REQUISITOS:
Reescreva todas as linhas dos registros entre a que contém "Bet you can't find the car" e a que contém "[581,59,597,87]", inclusive, com os pedidos, somando -60 a cada coordenada das respostas.

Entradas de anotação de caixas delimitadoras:
________________
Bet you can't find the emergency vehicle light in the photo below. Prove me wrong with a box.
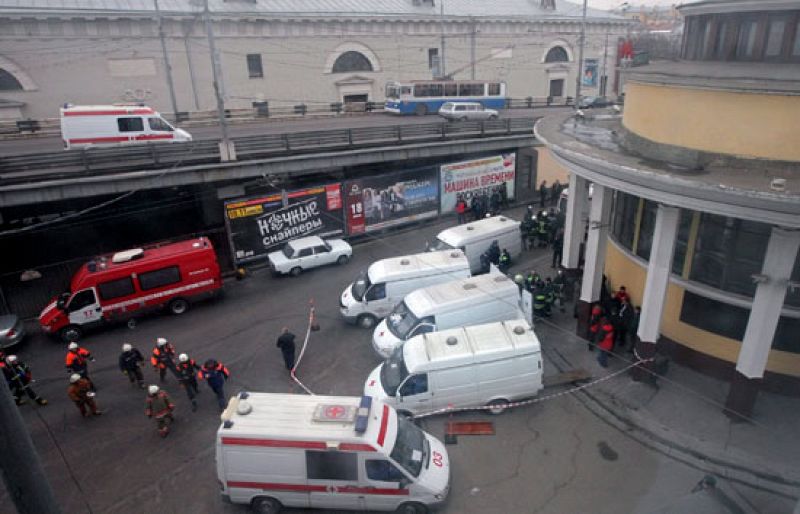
[355,396,372,434]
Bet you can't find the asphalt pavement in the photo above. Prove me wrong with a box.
[0,205,794,513]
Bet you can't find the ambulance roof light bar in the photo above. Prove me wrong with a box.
[356,396,372,434]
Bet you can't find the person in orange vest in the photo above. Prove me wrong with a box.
[150,337,177,382]
[64,341,97,391]
[67,373,103,418]
[178,353,200,412]
[597,316,614,368]
[197,359,230,410]
[144,385,175,437]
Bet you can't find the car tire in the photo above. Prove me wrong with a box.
[356,314,378,329]
[395,502,428,514]
[255,496,283,514]
[168,298,189,316]
[59,325,83,343]
[487,398,508,416]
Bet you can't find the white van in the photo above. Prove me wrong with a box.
[215,392,450,512]
[428,216,522,273]
[61,104,192,150]
[339,250,470,328]
[372,273,525,359]
[364,319,542,414]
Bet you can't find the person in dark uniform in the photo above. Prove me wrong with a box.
[275,327,295,371]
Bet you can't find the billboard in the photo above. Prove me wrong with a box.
[441,153,516,214]
[225,183,344,264]
[344,168,439,235]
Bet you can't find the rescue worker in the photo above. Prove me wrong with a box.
[597,316,614,368]
[119,343,144,389]
[275,327,295,371]
[64,341,97,391]
[178,353,200,412]
[67,373,103,418]
[144,385,175,437]
[150,337,177,382]
[3,355,47,405]
[197,359,230,410]
[497,248,511,273]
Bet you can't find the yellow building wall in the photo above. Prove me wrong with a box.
[605,242,800,377]
[622,81,800,161]
[536,146,569,188]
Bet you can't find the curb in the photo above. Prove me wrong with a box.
[549,342,800,500]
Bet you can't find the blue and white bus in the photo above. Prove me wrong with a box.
[384,80,506,116]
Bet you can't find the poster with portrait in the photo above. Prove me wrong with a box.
[440,153,516,214]
[225,183,344,264]
[344,168,439,235]
[581,59,597,87]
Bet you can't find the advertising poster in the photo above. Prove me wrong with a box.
[225,183,344,264]
[344,168,439,235]
[441,153,516,214]
[583,59,597,87]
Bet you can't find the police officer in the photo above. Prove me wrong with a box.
[119,343,144,389]
[178,353,200,412]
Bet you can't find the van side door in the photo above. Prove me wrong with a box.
[359,453,410,511]
[66,287,103,326]
[306,450,366,510]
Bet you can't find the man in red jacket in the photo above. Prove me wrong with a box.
[597,316,614,368]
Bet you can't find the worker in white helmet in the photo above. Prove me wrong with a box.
[144,384,175,437]
[67,373,103,418]
[119,343,144,389]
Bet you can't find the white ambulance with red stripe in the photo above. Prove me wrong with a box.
[216,392,450,508]
[39,237,222,342]
[61,104,192,150]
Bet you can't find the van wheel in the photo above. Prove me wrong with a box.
[169,298,189,315]
[396,502,428,514]
[356,314,378,328]
[489,399,508,416]
[59,325,83,343]
[251,497,283,514]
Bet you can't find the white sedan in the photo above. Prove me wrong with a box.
[267,236,353,277]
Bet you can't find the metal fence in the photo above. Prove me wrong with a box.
[0,118,535,186]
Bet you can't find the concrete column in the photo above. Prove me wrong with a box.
________________
SAÍDA COMPLETA:
Bet you can't find the car tire in the photo above. Prove me wrong with a box.
[296,254,318,269]
[335,442,368,454]
[195,436,223,454]
[108,238,129,256]
[-1,265,23,283]
[427,338,448,356]
Bet you can't find the white van in the photo above. Prove me wrong with a box.
[155,332,390,452]
[368,156,462,213]
[1,44,132,90]
[279,190,410,268]
[312,213,465,299]
[304,259,482,354]
Bet you can't find the person in dark uniform in the photo above. Prove me wrong with a box.
[215,267,235,311]
Bet you can't find the billboard in the photo above. Prove me wrong with a box.
[381,93,456,154]
[165,123,284,204]
[284,108,379,175]
Bet you can't find the rescue worker in the photo above. Prove me wrong with a box.
[537,256,554,308]
[59,283,84,329]
[215,267,235,311]
[4,281,37,331]
[118,293,140,352]
[7,313,43,358]
[84,325,115,377]
[90,277,117,322]
[-57,295,-13,345]
[137,299,170,350]
[437,188,451,213]
Bet you can't find the yellow building wall in the photo above. Prove me wrong with a box.
[545,182,740,317]
[562,21,740,101]
[476,86,509,128]
Bet you can't find the curb in the photo above. Prove me wrong with a box.
[489,282,740,440]
Bet you can't find the blue and white bus in the photo above. Prove me wrong with a box.
[324,20,446,56]
Bet you can't find the poster with portrait in the photo above. Prove me wrong with a box.
[380,93,456,154]
[165,123,284,204]
[284,108,379,175]
[521,-1,537,27]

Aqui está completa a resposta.